- Enunciado 1
Indica si cada afirmación coincide con la página y responde sí o no, citando textualmente las palabras de la página que lo deciden.
(a) El Espíritu Santo nos une a Dios por medio de Cristo.
(b) La oración colecta citada pertenece a la solemnidad de Pentecostés.
(c) El misterio se nos ha revelado como Amor eterno.
- Enunciado 2
Devuelve sin cambios el fragmento de la página comprendido entre "Hemos sido enviados" y "la vida divina.", ambos incluidos.

- Página
━━━━━━━━━━━━━━━━━━━━━━━━━━━━━━

El Espíritu Santo nos une a Dios por medio de Cristo, dándonos a conocer quién es Jesús de verdad como Hijo de Dios, redentor y salvador nuestro. Es así como hemos de anunciar al mundo que somos salvados en Jesucristo, y hemos de cumplir su mandato misionero, prolongando el anuncio que confío a los apóstoles, como hemos escuchado en el Evangelio: «Id y haced discípulos de todos los pueblos, bautizándolos en el nombre del Padre y del Hijo y del Espíritu Santo» (Mt 28,20).
Hemos sido enviados a dar a conocer al Dios y Padre que se nos ha revelado en Cristo, Creador de todo cuanto existe y redentor nuestro: «el Padre todopoderoso que envió al mundo la Palabra de la verdad y el Espíritu de la santificación para revelar a los hombres su admirable misterio» (Misal romano: Oración colecta de la solemnidad de la Santísima Trinidad). Misterio que se nos ha revelado como Amor eterno e inacabable, que se da en la comunión de las tres divinas Personas, comunión a la que Dios nos llama, ofreciendo a la humanidad la felicidad inacabable de su amor, participando de la vida divina.

━━━━━━━━━━━━━━━━━━━━━━━━━━━━━━

- Filas de datos
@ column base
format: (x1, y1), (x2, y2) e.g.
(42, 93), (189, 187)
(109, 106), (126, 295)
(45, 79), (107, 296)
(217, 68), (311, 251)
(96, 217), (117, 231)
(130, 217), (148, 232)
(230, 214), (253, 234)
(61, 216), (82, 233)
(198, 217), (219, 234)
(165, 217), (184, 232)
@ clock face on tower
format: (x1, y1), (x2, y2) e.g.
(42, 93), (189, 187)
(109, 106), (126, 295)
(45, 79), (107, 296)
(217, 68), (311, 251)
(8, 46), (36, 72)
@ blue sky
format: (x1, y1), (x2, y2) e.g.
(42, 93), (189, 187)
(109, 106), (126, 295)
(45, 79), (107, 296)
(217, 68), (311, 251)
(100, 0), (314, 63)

━━━━━━━━━━━━━━━━━━━━━━━━━━━━━━

- Resultado final 1
(a) Sí: «El Espíritu Santo nos une a Dios por medio de Cristo».
(b) No: «Oración colecta de la solemnidad de la Santísima Trinidad».
(c) Sí: «Misterio que se nos ha revelado como Amor eterno e inacabable».

- Resultado final 2
Hemos sido enviados a dar a conocer al Dios y Padre que se nos ha revelado en Cristo, Creador de todo cuanto existe y redentor nuestro: «el Padre todopoderoso que envió al mundo la Palabra de la verdad y el Espíritu de la santificación para revelar a los hombres su admirable misterio» (Misal romano: Oración colecta de la solemnidad de la Santísima Trinidad). Misterio que se nos ha revelado como Amor eterno e inacabable, que se da en la comunión de las tres divinas Personas, comunión a la que Dios nos llama, ofreciendo a la humanidad la felicidad inacabable de su amor, participando de la vida divina.